* [Excerpted text]
You young'uns will never know the thrill of ordering your books through a clip-out newsprint publication and receiving your free copy of Dynamite magazine!
"Impossible is just a big word thrown around by small men who find it easier to live in the world they've been given than to explore the power they have to change it. Impossible is not a fact. It's an opinion. Impossible is not a declaration. It's a dare. Impossible is potential. Impossible is temporary. Impossible is nothing.”
~ Muhammad Ali
Borstalboy, I was never in the Scholastic Reading Club, I don't think, but I do remember getting the order forms at school for the paperbacks, and I'd talk my dad into letting me order as many as possible. I assume it's the same thing/company? I don't remember Dynamite magazine.
I still have some of the paperbacks. My favorite (which I still have around here somewhere) was The Parent Trap, which has Haley Mills, Maureen O'Hara, and Brian Keith on the cover.
I graduated from high school in 2014, and I think we had these when I was in elementary and middle school. Like a mini catalogue of Scholastic books printed on newsprint paper, no? I don't remember them being called "The Scholastic Reading Club," though. But every school I went to had them, and I would beg my parents to order me books which they rarely did. In kindergarten, there was some book with a dolphin I had wanted and somehow I thought my parents had ordered it for me. I was heartbroken when the books arrived and all the other children got their books and I thought mine had been lost or something. Over the years, my parents made up for that. They bought me Stuart Little, The Trumpet of the Swan, The Stinky Cheeseman, and knowing me, probably some Magic Tree House. My little sister's in middle school now and they still hand out these fliers.
We also had Scholastic Book Fairs, and those were fun. For one week the library would be closed and they'd roll in shelves of books to buy instead. There was something exciting about seeing a book store just pop up at your school once a year. There was also a Clifford the Big Red Dog costume that must have come with the Book Fair kit. When I was eighth grade, my best friend was Clifford and I was his handler. Got a free book out of it, too. Percy Jackson and the Lightning Thief, I think.

* [Data segment]

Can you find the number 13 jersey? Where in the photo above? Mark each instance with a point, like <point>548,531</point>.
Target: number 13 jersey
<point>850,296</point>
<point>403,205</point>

* [Given instruction 1] Reproduce a passage from the Scholastic book order discussion, starting at "We also had" and ending at "Thief, I think.".
* [Given instruction 2] In the Scholastic book order discussion, which three actors are named as appearing on the cover of The Parent Trap paperback?

* [Result 1]
We also had Scholastic Book Fairs, and those were fun. For one week the library would be closed and they'd roll in shelves of books to buy instead. There was something exciting about seeing a book store just pop up at your school once a year. There was also a Clifford the Big Red Dog costume that must have come with the Book Fair kit. When I was eighth grade, my best friend was Clifford and I was his handler. Got a free book out of it, too. Percy Jackson and the Lightning Thief, I think.

* [Result 2] Haley Mills, Maureen O'Hara, and Brian Keith.